= What you are asked to do =
What is needed here is each entry reproduced exactly, without its pictures.

= Records shown =
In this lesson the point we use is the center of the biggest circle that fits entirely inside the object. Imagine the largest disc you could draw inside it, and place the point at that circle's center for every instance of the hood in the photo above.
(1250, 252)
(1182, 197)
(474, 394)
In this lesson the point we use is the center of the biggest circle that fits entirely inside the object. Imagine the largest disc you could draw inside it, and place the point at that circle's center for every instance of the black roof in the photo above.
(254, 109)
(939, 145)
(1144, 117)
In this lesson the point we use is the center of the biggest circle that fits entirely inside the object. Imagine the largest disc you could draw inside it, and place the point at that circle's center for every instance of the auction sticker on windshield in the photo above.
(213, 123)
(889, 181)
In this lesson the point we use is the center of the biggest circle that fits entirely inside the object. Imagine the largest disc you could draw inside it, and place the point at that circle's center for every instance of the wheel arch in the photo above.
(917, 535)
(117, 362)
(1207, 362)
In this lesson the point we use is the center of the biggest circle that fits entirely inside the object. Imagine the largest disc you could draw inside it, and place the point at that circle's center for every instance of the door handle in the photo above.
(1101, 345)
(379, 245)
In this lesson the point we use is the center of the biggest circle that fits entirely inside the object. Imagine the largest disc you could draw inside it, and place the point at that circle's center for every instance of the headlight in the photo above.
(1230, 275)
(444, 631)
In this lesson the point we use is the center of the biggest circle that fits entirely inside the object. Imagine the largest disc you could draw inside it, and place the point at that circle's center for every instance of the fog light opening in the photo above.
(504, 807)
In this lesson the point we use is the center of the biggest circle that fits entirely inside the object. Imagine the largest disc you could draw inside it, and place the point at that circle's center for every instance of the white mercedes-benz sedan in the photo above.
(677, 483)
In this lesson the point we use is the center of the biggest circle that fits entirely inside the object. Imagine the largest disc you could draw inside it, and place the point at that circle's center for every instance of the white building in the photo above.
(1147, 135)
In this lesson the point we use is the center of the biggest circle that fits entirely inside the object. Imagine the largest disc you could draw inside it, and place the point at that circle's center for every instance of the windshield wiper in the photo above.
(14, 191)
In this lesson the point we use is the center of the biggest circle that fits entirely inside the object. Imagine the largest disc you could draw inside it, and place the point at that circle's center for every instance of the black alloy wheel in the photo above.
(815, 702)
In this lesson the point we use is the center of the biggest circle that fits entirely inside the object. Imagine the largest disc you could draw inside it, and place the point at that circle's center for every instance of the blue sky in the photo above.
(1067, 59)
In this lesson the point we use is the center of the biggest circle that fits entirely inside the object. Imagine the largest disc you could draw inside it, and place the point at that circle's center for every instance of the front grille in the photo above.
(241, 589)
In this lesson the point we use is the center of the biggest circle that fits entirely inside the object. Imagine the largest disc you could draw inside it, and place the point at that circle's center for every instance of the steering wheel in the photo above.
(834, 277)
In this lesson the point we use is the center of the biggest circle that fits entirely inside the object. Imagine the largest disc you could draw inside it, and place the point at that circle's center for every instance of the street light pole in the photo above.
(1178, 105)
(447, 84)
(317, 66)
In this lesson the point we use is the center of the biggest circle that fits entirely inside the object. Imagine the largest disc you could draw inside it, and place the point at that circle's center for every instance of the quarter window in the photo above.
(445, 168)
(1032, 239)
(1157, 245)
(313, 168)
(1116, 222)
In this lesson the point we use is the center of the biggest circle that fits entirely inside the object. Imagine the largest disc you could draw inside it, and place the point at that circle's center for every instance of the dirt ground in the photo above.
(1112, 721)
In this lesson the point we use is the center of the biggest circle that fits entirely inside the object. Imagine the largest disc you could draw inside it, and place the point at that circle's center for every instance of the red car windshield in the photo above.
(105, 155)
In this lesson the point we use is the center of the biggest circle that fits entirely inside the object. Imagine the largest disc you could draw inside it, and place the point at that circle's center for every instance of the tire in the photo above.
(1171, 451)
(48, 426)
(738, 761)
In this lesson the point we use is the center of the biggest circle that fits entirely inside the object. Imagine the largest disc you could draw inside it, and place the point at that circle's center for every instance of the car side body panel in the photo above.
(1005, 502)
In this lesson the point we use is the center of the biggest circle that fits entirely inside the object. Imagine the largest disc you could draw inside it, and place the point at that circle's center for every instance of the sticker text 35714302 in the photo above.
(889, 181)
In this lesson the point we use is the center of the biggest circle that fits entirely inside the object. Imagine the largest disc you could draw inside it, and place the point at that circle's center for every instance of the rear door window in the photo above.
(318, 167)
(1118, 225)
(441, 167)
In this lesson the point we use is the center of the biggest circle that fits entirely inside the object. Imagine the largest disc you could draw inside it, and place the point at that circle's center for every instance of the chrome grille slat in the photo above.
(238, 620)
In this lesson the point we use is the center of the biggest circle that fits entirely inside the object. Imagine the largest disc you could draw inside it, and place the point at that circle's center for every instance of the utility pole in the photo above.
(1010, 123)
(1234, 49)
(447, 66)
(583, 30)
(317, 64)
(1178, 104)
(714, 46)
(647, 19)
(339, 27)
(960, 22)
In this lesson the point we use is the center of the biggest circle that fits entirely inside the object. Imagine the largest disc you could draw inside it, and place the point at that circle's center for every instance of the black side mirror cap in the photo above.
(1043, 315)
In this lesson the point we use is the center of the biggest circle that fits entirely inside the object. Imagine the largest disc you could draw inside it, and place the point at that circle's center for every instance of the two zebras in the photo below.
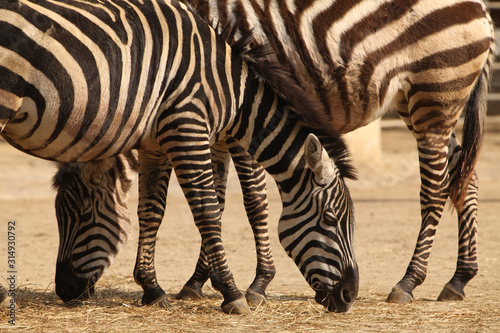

= Task answer =
In this lesson the point we use is the center of the biggest circle that fits entirely inside the object. Imagine the largest disc you could draw inside it, and place the point at that circle's center for every instance of the hood in the photo above.
(1250, 252)
(1182, 197)
(474, 394)
In this lesson the point we use is the center of the biggest circle that fits entirely inside the object. Imagine the largest disc you could draw inside it, and place the point at that circle's center for every instance of the black roof in the photo above.
(254, 109)
(939, 145)
(1144, 117)
In this lesson the point we use is the center of the biggest circle that fits entirely inside the object. Imagine the largest disc you could draw inside it, and place the point at that circle's center for every instance of the auction sticker on windshield in the photo above.
(213, 123)
(889, 181)
In this lesson the point we use is the center of the biggest circle that fits entirely inside the object. Imagine the largest disc you could draw inside it, and place the point at that circle's center for every instance of the wheel arch in the photo above.
(917, 535)
(117, 362)
(1207, 362)
In this lesson the point we use is the center of the biggest circle that fits entirely inside the object. Imagine the largest disc you could draw inside it, and place the point at that circle's center for every instance of the door handle in the photo above.
(1101, 345)
(379, 245)
In this lesson the point we use is the center of the biggest circle that fits entirely inside the object. Imagine the largest disc you could draw inside it, and place the point at that circle's center for every instance of the headlight in the photo above.
(1230, 275)
(444, 631)
In this lesson the point we use is the center of the biggest circle that fits entirely inside the object. Imagine the largest disc you could draw inside it, and place the point at that circle's center for every instance of the fog light opening in the photo above.
(504, 807)
In this lesson the point we use is the center of the biggest circle that fits entirely inside the object. Imagine the largest disc you could draw inside it, and place the point at that circle's center for every instance of the white mercedes-benz sedan in the photo above.
(677, 483)
In this lesson the point we use is the center of the biggest circle that fits entirely inside the object. Imagine the largest disc you could draw inside it, and place the point at that circle's center for every instance of the white building in the photo above.
(1147, 135)
In this lesson the point we use is the center of the biggest circle that fits entirely inside the object. Imagine the largest disc you could draw inside it, and place the point at that circle's center for every instance of the windshield wiper in the photo above.
(14, 191)
In this lesson the point we use is the center of the biggest circle that fits entirely inside the object. Imagine the largest disc you could draw inside it, and place the point at that circle's center for every instance of the black alloy wheel in the photo above.
(815, 702)
In this lesson the point we use is the center of the biggest circle that fits entirely inside the object. Imagine the largest disc you could draw inside it, and place the point at that circle's center for every instance of the blue sky in the photo above.
(1067, 59)
In this lesson the point we use is the center of the biggest circle that fits entirely inside the object. Imagine the largest disc you could draw inside it, and place the point at that circle's center for every instance of the front grille in the photo above.
(241, 589)
In this lesson the point we use is the center of the biggest circle that fits entirely inside the object. Imagine the largest disc you could draw inside it, and place the point at that circle's center for every instance of the steering wheel in the photo above.
(834, 277)
In this lesson the point we use is the center of the biggest circle that fits entirely inside the object. Imagine the largest disc you could draw inside it, and place the point at that circle's center for every instance of the street light pole in the photo above.
(1178, 105)
(447, 84)
(317, 66)
In this lesson the point we use is the center of the biggest circle that fits entirely inside the object. Imagine the largest disc you could draw inside it, and place the point at that circle's center for every instance of the quarter window in the photo above.
(445, 168)
(1032, 239)
(1157, 245)
(313, 168)
(1116, 222)
In this lesson the point we use is the center of the biggest circle that fits entirely inside the object. Imagine the largest disc you could draw inside it, and place the point at that circle's center for every instance of the dirt ground in the photo above.
(1112, 721)
In this lesson the point we use is the center of the biggest circle that fits entirely inside the object. Imagine the largest disc you could draw inside it, and place the point at that circle's center for every instance of the red car windshield in the photo above.
(105, 155)
In this lesson the point we use is the center of the biggest circle that fits entirely inside the object. Imagine the largest disc you could draw inside it, and place the point at that circle's center for every instance of the tire in the photo above.
(1171, 451)
(48, 426)
(738, 761)
In this lesson the point we use is the center of the biggest circle that fits entirely inside the object. Imagine the largest disc you could draw inside it, and place the point at that circle's center for every instance of the car side body panel in the photo above.
(1005, 502)
In this lesson the point we use is the center of the biggest circle that fits entirely inside the object. Imagine the largest disc you could draw inside it, and place the point at that circle's center for every instance of the sticker text 35714302 in the photo above.
(889, 181)
In this lesson the point we use is the center of the biggest circle that fits entirely inside the object. Imagine the largest disc you could draw inside it, and place the point at that circle's center for every instance of the rear door window in the photo above.
(318, 167)
(1118, 225)
(441, 167)
In this lesson the point we use is the center of the biggest circle that fits entirely inside the object. Imagine the largest disc you could draw inside it, and place the point at that circle's center for every instance of the chrome grille slat in the photo above.
(238, 620)
In this lesson the point we use is the center of the biggest circle that fits entirely inside the object. Imagine the largest disc you could draw inside it, and place the point at that circle's center for every instance of the utility pole in the photo above.
(1010, 123)
(1234, 49)
(447, 66)
(583, 30)
(317, 64)
(1178, 104)
(714, 46)
(647, 19)
(339, 27)
(960, 22)
In this lesson the point we use is the center of the biggest circle that fits entirely inside the object. Imagine the largest disc you could draw inside it, and place the point at that circle's center for every instance of the black side mirror cap in the photo above.
(1043, 315)
In this lesson the point we use is the center of the biggest circle that fits entirely inside the object. Imagine the largest disc you could draw inside it, and place the point at that circle's center for every instance of the two zebras in the photo below.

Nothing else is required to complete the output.